Except for the pictures, write out all the records that follow exactly.
[Opening Supplied records section]
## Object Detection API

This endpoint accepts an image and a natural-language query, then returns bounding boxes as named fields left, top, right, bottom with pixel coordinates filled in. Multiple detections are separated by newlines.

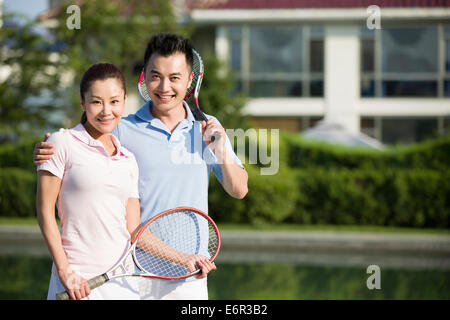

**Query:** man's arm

left=218, top=148, right=248, bottom=199
left=202, top=119, right=248, bottom=199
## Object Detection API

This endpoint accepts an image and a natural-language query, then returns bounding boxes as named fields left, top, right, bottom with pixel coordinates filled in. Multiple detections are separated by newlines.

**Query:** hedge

left=209, top=164, right=298, bottom=225
left=0, top=138, right=40, bottom=172
left=0, top=168, right=36, bottom=218
left=284, top=133, right=450, bottom=171
left=1, top=133, right=449, bottom=229
left=207, top=166, right=449, bottom=228
left=291, top=168, right=449, bottom=228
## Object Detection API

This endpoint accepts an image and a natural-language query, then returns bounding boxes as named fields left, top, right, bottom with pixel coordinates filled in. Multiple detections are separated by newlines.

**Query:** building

left=186, top=0, right=450, bottom=144
left=9, top=0, right=450, bottom=145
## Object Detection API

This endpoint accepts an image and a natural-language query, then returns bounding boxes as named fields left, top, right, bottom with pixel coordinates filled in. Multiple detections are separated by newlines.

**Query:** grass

left=0, top=217, right=39, bottom=225
left=217, top=223, right=450, bottom=235
left=0, top=217, right=448, bottom=235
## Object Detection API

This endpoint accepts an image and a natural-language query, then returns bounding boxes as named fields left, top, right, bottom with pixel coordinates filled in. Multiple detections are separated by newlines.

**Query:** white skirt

left=46, top=264, right=140, bottom=300
left=137, top=277, right=208, bottom=300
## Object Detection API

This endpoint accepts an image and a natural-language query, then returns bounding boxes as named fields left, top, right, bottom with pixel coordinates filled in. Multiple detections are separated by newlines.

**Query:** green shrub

left=0, top=168, right=36, bottom=218
left=243, top=164, right=297, bottom=225
left=209, top=164, right=297, bottom=225
left=285, top=134, right=450, bottom=171
left=0, top=138, right=39, bottom=172
left=1, top=132, right=448, bottom=229
left=392, top=169, right=449, bottom=228
left=292, top=168, right=449, bottom=228
left=208, top=176, right=246, bottom=224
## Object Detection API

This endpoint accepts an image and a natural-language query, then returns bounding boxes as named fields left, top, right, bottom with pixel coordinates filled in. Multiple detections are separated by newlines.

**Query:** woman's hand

left=57, top=267, right=91, bottom=300
left=182, top=254, right=217, bottom=279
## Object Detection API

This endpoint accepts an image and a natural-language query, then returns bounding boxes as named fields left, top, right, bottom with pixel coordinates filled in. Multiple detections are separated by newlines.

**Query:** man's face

left=145, top=52, right=193, bottom=113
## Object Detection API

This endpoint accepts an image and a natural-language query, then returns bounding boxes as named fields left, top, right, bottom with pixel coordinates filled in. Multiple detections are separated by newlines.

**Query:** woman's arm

left=125, top=197, right=141, bottom=241
left=36, top=171, right=90, bottom=300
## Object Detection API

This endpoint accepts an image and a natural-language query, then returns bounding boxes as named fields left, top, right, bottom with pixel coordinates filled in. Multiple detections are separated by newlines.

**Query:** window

left=382, top=118, right=439, bottom=144
left=445, top=25, right=450, bottom=97
left=360, top=28, right=375, bottom=97
left=361, top=117, right=446, bottom=145
left=228, top=25, right=324, bottom=98
left=360, top=25, right=449, bottom=97
left=360, top=117, right=378, bottom=140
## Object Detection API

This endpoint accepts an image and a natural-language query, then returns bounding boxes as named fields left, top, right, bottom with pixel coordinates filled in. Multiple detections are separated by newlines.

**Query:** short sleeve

left=36, top=129, right=68, bottom=179
left=205, top=116, right=245, bottom=182
left=128, top=155, right=140, bottom=199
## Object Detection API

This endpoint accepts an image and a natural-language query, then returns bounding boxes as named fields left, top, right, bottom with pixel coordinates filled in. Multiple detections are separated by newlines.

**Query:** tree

left=191, top=54, right=249, bottom=131
left=0, top=14, right=66, bottom=143
left=0, top=0, right=247, bottom=142
left=51, top=0, right=188, bottom=126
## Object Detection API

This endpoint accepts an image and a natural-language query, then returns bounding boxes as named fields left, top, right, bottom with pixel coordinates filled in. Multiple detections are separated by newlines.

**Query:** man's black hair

left=143, top=32, right=194, bottom=73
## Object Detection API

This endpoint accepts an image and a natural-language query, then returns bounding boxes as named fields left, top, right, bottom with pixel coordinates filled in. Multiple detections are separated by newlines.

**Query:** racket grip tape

left=55, top=274, right=109, bottom=300
left=192, top=108, right=221, bottom=142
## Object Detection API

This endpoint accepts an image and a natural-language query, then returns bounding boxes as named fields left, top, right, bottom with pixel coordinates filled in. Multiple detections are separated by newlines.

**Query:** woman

left=36, top=63, right=141, bottom=300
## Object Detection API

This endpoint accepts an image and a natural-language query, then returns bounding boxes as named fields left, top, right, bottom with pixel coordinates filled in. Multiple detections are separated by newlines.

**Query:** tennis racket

left=55, top=207, right=220, bottom=300
left=138, top=49, right=220, bottom=142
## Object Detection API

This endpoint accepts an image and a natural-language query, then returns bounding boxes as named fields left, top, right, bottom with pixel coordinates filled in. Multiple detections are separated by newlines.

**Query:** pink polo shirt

left=37, top=123, right=139, bottom=278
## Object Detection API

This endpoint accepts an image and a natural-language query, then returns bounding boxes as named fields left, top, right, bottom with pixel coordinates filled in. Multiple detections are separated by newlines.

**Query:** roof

left=38, top=0, right=450, bottom=21
left=187, top=0, right=450, bottom=10
left=302, top=121, right=385, bottom=150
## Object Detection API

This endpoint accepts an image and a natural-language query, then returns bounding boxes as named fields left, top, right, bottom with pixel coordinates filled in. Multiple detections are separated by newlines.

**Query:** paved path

left=1, top=225, right=449, bottom=269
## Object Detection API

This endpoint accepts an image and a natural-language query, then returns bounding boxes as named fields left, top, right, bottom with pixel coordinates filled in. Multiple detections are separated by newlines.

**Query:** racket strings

left=134, top=209, right=218, bottom=278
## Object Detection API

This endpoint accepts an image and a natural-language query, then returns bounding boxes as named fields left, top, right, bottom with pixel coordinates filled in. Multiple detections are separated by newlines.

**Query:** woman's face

left=81, top=78, right=125, bottom=138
[Closing Supplied records section]
Written solution:
## Object Detection API

This endpoint accepts an image and a natural-language query, then returns bounding boxes as named fields left, top, right, bottom with pixel coordinates filled in. Multiple detections are separated by newlines.


**Query:** man's arm

left=218, top=148, right=248, bottom=199
left=202, top=119, right=248, bottom=199
## Object Detection API

This endpoint accepts an image and a natural-language query, then returns bounding boxes as named fields left, top, right, bottom with pixel coordinates filled in. Multiple detections are separated by newlines.

**Query:** hedge

left=209, top=164, right=298, bottom=225
left=0, top=138, right=40, bottom=172
left=0, top=168, right=36, bottom=218
left=284, top=133, right=450, bottom=171
left=1, top=133, right=449, bottom=229
left=207, top=166, right=449, bottom=228
left=291, top=168, right=449, bottom=228
## Object Detection API

This endpoint accepts an image and a natural-language query, then returns bounding boxes as named fields left, top, right, bottom with pixel coordinates filled in. Multiple detections are separated by newlines.

**Query:** building

left=186, top=0, right=450, bottom=144
left=9, top=0, right=450, bottom=145
## Object Detection API

This endpoint accepts an image and a natural-language query, then returns bounding boxes as named fields left, top, right, bottom with pixel coordinates filled in. Multiple detections are separated by newlines.

**Query:** grass

left=0, top=217, right=39, bottom=225
left=217, top=223, right=450, bottom=235
left=0, top=217, right=448, bottom=235
## Object Detection API

This endpoint accepts an image and a natural-language query, then returns bounding boxes as named fields left, top, right, bottom with pixel coordinates filled in. Multiple detections are separated by newlines.

**Query:** white skirt

left=46, top=264, right=140, bottom=300
left=137, top=277, right=208, bottom=300
## Object Detection API

This endpoint accepts an image and a natural-language query, then returns bounding boxes as named fields left, top, right, bottom with pixel coordinates filled in. Multiple detections are separated by newlines.

**Query:** green shrub

left=0, top=168, right=36, bottom=218
left=243, top=164, right=297, bottom=225
left=209, top=164, right=297, bottom=225
left=285, top=134, right=450, bottom=171
left=0, top=138, right=39, bottom=172
left=1, top=132, right=448, bottom=229
left=392, top=169, right=449, bottom=228
left=292, top=168, right=449, bottom=228
left=208, top=176, right=246, bottom=224
## Object Detection API

This endpoint accepts an image and a natural-language query, then returns bounding boxes as named fields left, top, right, bottom with pixel coordinates filled in. Multiple detections are separated by newlines.

**Query:** woman's hand

left=57, top=267, right=91, bottom=300
left=182, top=254, right=217, bottom=279
## Object Detection API

This endpoint accepts an image and a natural-language query, then returns bounding boxes as named fields left, top, right, bottom with pixel coordinates filled in. Multiple detections are separated by newlines.

**Query:** man's face

left=145, top=52, right=193, bottom=113
## Object Detection API

This endpoint accepts an image and a natural-language query, then returns bounding boxes as named fields left, top, right, bottom with pixel coordinates filled in. Multiple detections are separated by newlines.

**Query:** woman's arm

left=125, top=197, right=141, bottom=241
left=36, top=171, right=90, bottom=300
## Object Detection API

This endpoint accepts an image and a natural-language query, then returns bounding boxes as named fields left, top, right, bottom with pixel coordinates filled in. Multiple detections are separated by newlines.

**Query:** window

left=382, top=118, right=439, bottom=144
left=445, top=25, right=450, bottom=97
left=360, top=28, right=375, bottom=97
left=361, top=117, right=446, bottom=145
left=228, top=25, right=324, bottom=98
left=360, top=25, right=449, bottom=97
left=360, top=117, right=378, bottom=140
## Object Detection API

This endpoint accepts an image and a natural-language query, then returns bounding boxes as named fields left, top, right, bottom with pixel coordinates filled in. Multiple detections are separated by newlines.

**Query:** short sleeve

left=36, top=129, right=68, bottom=179
left=205, top=116, right=245, bottom=182
left=128, top=155, right=140, bottom=199
## Object Detection API

This endpoint accepts an image and a natural-language query, then returns bounding boxes as named fields left, top, right, bottom with pixel coordinates filled in. Multiple detections are separated by newlines.

**Query:** tree

left=191, top=54, right=249, bottom=131
left=0, top=14, right=66, bottom=143
left=0, top=0, right=247, bottom=142
left=51, top=0, right=188, bottom=126
## Object Detection API

This endpoint accepts an image and a natural-language query, then returns bounding boxes as named fields left, top, right, bottom with pixel coordinates filled in. Multiple detections are separated by newlines.

**Query:** man's black hair

left=143, top=32, right=194, bottom=73
## Object Detection API

This endpoint accepts an image and a natural-language query, then returns bounding boxes as named fields left, top, right, bottom with pixel coordinates filled in. Multiple detections are separated by newlines.

**Query:** racket grip tape

left=55, top=274, right=109, bottom=300
left=192, top=108, right=221, bottom=142
## Object Detection API

This endpoint accepts an image and a natural-language query, then returns bounding boxes as named fields left, top, right, bottom with pixel coordinates filled in. Multiple detections are separated by newlines.

**Query:** woman

left=36, top=63, right=141, bottom=300
## Object Detection API

This endpoint accepts an image and a natural-language query, then returns bounding boxes as named fields left, top, right, bottom with pixel coordinates filled in. Multiple detections are separated by newlines.

**Query:** tennis racket

left=55, top=207, right=220, bottom=300
left=138, top=49, right=220, bottom=142
## Object Detection API

This endpoint accepts an image and a natural-language query, then returns bounding boxes as named fields left, top, right, bottom with pixel coordinates filled in. Multiple detections are separated by newlines.

**Query:** pink polo shirt

left=37, top=123, right=139, bottom=278
## Object Detection API

This endpoint accepts an image and a natural-language query, then returns bounding boxes as named fields left, top, right, bottom with pixel coordinates filled in. Multiple detections are separated by newlines.

**Query:** roof

left=38, top=0, right=450, bottom=21
left=187, top=0, right=450, bottom=10
left=302, top=121, right=385, bottom=150
## Object Detection API

This endpoint accepts an image and a natural-language query, then returns bounding boxes as named fields left, top, right, bottom with pixel coordinates filled in. Multiple detections are separated by newlines.

**Query:** paved path

left=1, top=225, right=449, bottom=269
## Object Detection API

This endpoint accepts an image and a natural-language query, then returns bounding boxes as named fields left, top, right, bottom with pixel coordinates filled in. Multiple detections are separated by newlines.

**Query:** racket strings

left=134, top=209, right=218, bottom=278
## Object Detection API

This endpoint accepts an image and a natural-language query, then returns bounding boxes as named fields left, top, right, bottom with pixel coordinates filled in. Multiple detections are separated by newlines.

**Query:** woman's face

left=81, top=78, right=125, bottom=138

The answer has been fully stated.